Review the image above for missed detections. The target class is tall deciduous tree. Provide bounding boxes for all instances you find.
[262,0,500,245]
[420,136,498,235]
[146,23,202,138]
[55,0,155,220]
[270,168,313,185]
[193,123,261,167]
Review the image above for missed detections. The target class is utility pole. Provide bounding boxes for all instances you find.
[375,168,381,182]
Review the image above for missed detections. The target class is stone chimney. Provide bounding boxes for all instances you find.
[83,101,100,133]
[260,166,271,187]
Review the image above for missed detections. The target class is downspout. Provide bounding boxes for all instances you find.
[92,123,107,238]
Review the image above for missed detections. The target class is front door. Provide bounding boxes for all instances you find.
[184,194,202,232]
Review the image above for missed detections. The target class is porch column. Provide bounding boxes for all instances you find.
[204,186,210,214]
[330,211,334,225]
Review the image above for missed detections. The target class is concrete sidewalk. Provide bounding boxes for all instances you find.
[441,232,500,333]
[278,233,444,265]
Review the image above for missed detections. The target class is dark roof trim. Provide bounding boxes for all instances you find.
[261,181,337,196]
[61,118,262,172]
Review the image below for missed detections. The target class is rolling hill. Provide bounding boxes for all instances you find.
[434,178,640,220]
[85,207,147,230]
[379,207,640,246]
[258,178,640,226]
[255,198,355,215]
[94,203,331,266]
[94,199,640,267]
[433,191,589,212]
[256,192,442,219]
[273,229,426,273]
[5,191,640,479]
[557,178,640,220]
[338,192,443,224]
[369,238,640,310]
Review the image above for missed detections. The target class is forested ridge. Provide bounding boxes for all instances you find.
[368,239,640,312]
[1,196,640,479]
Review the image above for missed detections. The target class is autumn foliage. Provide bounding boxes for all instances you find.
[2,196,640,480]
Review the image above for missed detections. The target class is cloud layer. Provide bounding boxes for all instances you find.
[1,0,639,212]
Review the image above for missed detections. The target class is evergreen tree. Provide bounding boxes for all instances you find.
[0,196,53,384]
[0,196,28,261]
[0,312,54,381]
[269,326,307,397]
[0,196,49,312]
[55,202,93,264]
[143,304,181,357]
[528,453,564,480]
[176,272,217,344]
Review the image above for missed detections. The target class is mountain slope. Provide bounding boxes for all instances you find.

◆ ◆ ◆

- **Task requirements**
Word for word, set down all of the records above.

- **Output of the task**
Review the image above for missed detections. The target class is tall deciduous tree. Provide bounding boxes for all instances you find.
[262,0,500,245]
[420,136,498,235]
[146,23,202,138]
[55,0,155,220]
[270,168,313,185]
[193,123,261,167]
Review the image above for missed detections. The target class is utility pole. Provide bounding boxes for all instances you find.
[375,168,381,182]
Review the image above for missed detections. The target class is stone chimney. Provide bounding boxes for all instances you find.
[83,101,100,133]
[260,166,271,187]
Review the image above for missed detections. The target class is downspout. Provide bounding boxes for all instances you find.
[92,123,107,238]
Review the image above for missed detections. The target class is front door. Provide bounding boxes for all instances you find.
[184,194,202,232]
Review the image above for missed detections. The target class is porch column. Provide bounding boxes for all instances you find.
[204,186,210,214]
[330,211,334,225]
Review the image above for missed detections. The target class is concrete sidewalk. Provide bounding boxes for all instances you find.
[441,232,500,333]
[278,233,444,265]
Review the image above for missed detections. The target class is dark roof trim. Provide bounding boxes for all instances you find.
[261,181,337,196]
[61,118,262,172]
Review the image below for missed detections. The target class is rolling hill. Provide bounding boxes for all instances you find.
[434,178,640,220]
[85,207,147,230]
[379,207,640,246]
[258,178,640,226]
[255,198,355,215]
[94,203,331,266]
[94,199,640,267]
[433,191,589,212]
[256,192,442,219]
[273,229,426,273]
[5,191,640,479]
[557,178,640,220]
[338,192,443,224]
[369,238,640,310]
Review the image above for missed detections. The target class is forested ridge. Provide bounding boxes for all instances you find.
[368,239,640,312]
[1,196,640,479]
Review the image above for missed detections. The target class is autumn foliage. Provide bounding boxes for all instances you find.
[2,196,640,480]
Review the image above for missed detections. The target class is cloud layer. Provide bounding boxes for all instances you find.
[1,0,639,212]
Review the image above for missed detections. The target class is evergreen tree. Provide bounding boxes for all instances you find.
[0,196,53,384]
[0,196,28,261]
[0,312,54,381]
[269,326,307,397]
[0,196,49,312]
[55,202,93,264]
[143,304,181,357]
[528,453,564,480]
[176,272,217,344]
Review the image above for missed detections. The target class is mountain slope. Provide bounding boxes for all instances you find.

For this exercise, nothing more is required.